§ The data:
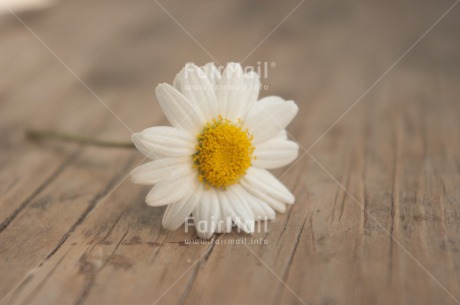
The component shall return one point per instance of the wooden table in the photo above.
(376, 219)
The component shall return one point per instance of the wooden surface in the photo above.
(376, 219)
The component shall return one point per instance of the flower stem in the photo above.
(35, 134)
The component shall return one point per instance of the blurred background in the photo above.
(377, 84)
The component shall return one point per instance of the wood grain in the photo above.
(376, 219)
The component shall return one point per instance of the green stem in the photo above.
(75, 138)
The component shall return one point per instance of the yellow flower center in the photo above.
(224, 153)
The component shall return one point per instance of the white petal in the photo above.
(194, 84)
(225, 226)
(206, 214)
(275, 153)
(163, 141)
(242, 215)
(181, 112)
(177, 213)
(213, 74)
(264, 181)
(171, 190)
(282, 135)
(154, 171)
(269, 117)
(236, 92)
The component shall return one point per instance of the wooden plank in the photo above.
(82, 238)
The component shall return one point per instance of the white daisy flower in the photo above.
(212, 163)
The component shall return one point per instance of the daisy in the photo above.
(212, 162)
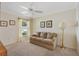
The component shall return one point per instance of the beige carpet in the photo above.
(28, 49)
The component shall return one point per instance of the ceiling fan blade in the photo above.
(38, 11)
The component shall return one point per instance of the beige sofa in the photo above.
(44, 39)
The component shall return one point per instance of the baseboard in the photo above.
(67, 47)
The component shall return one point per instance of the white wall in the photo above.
(8, 35)
(77, 29)
(68, 17)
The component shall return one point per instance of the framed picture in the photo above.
(49, 24)
(42, 24)
(11, 22)
(3, 23)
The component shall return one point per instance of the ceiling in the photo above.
(46, 7)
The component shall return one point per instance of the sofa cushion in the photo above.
(38, 34)
(51, 35)
(43, 35)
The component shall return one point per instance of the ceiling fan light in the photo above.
(24, 7)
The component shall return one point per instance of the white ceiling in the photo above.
(46, 7)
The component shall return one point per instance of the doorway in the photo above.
(24, 29)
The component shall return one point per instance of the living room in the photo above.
(47, 17)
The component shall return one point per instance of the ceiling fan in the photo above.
(31, 9)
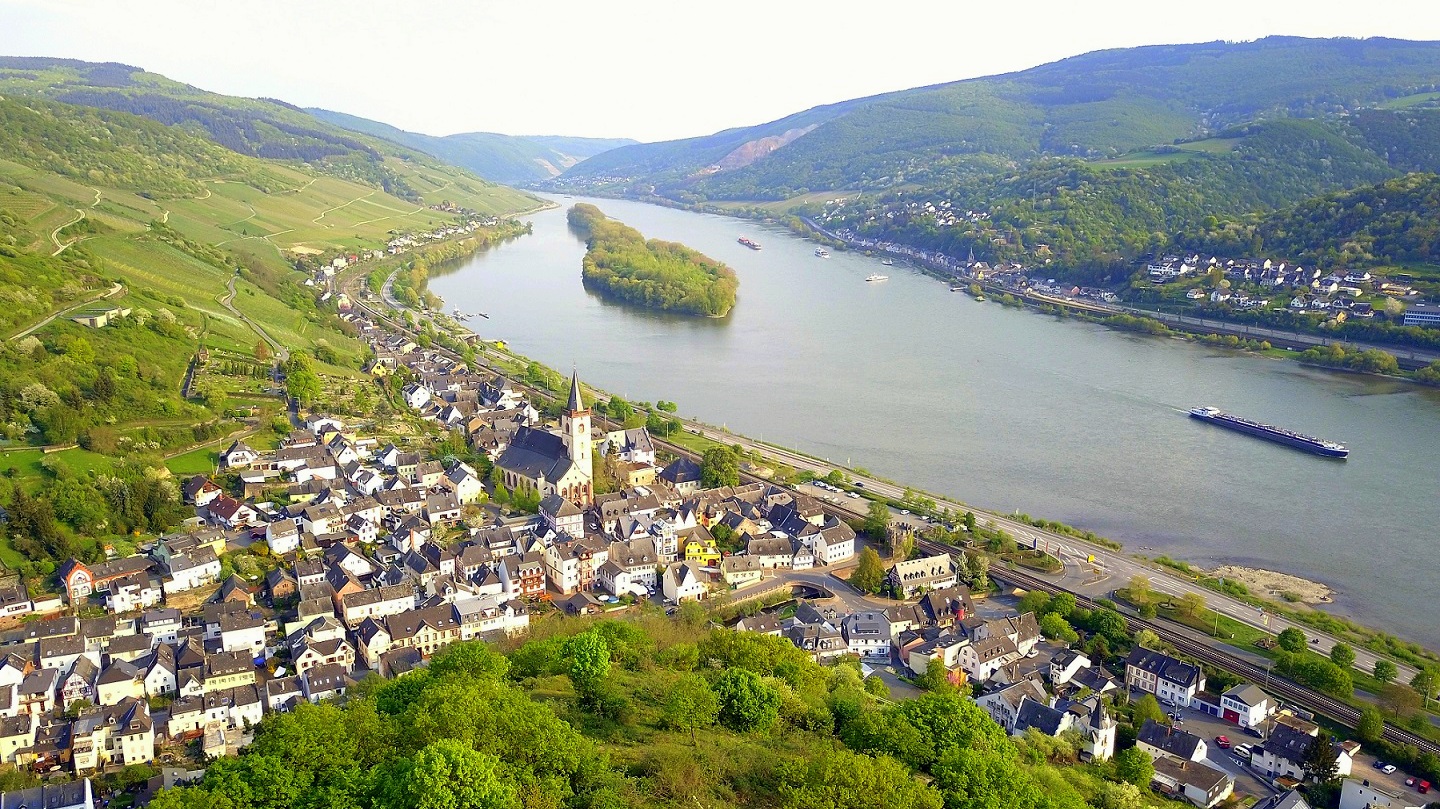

§ Work required: Recast every row above as a numbered list, leaving out blank lines and the pictures.

§ Answer to this problem:
1. The component shall return one point per instance of the wooden table in the photo above.
2. (376, 219)
3. The component shall return one point per instance of the wooden surface in the photo above.
4. (376, 219)
5. The component shall return one point per instance of the flower stem in the photo above.
6. (35, 134)
7. The component shall return one point per instance of the blurred background in the photo above.
8. (377, 84)
9. The component shall return one point per instance of the wood grain in the photo above.
10. (376, 219)
11. The component shall return one point per instance of the green stem in the photo above.
12. (75, 138)
13. The component shall return one point per instance of the yellow flower center in the photo above.
14. (224, 153)
15. The component shall return one point per instance of the white petal in the photo above.
16. (194, 84)
17. (225, 226)
18. (206, 214)
19. (275, 153)
20. (163, 141)
21. (242, 215)
22. (181, 112)
23. (177, 213)
24. (213, 74)
25. (264, 181)
26. (171, 190)
27. (282, 135)
28. (154, 171)
29. (269, 117)
30. (236, 92)
31. The component shall return one point per instance of the wooden plank in the photo above.
32. (82, 238)
33. The component shall return one point per instance of the white daisy flower in the photo above.
34. (212, 163)
35. The component shall return one point per instance of the daisy in the photo above.
36. (212, 162)
37. The component shall return one point per instance of the beige carpet in the photo above.
38. (28, 49)
39. The component shall return one point per instance of the ceiling fan blade in the photo above.
40. (38, 11)
41. The component shall return one point per instance of the beige sofa in the photo above.
42. (44, 39)
43. The component shall return one point per instance of the baseboard in the photo above.
44. (67, 47)
45. The component shall return one point per instance of the white wall in the photo above.
46. (8, 35)
47. (77, 29)
48. (68, 17)
49. The component shall return one point per instance of the framed picture in the photo above.
50. (49, 24)
51. (42, 24)
52. (11, 22)
53. (3, 23)
54. The component shall return one point per instance of the ceiling in the photo above.
55. (46, 7)
56. The component shall return one point per instance of the sofa cushion in the photo above.
57. (38, 34)
58. (51, 35)
59. (43, 35)
60. The component shall return one point per instance of the ceiling fan light in the photo above.
61. (24, 7)
62. The component shall return one point per instance of the white ceiling in the photo above.
63. (46, 7)
64. The component shall return one point per instance of the doorway in the photo above.
65. (24, 29)
66. The component shall return one point per instance of the living room in the photo above.
67. (47, 17)
68. The component shall return one point per instance of the ceiling fan in the photo above.
69. (31, 9)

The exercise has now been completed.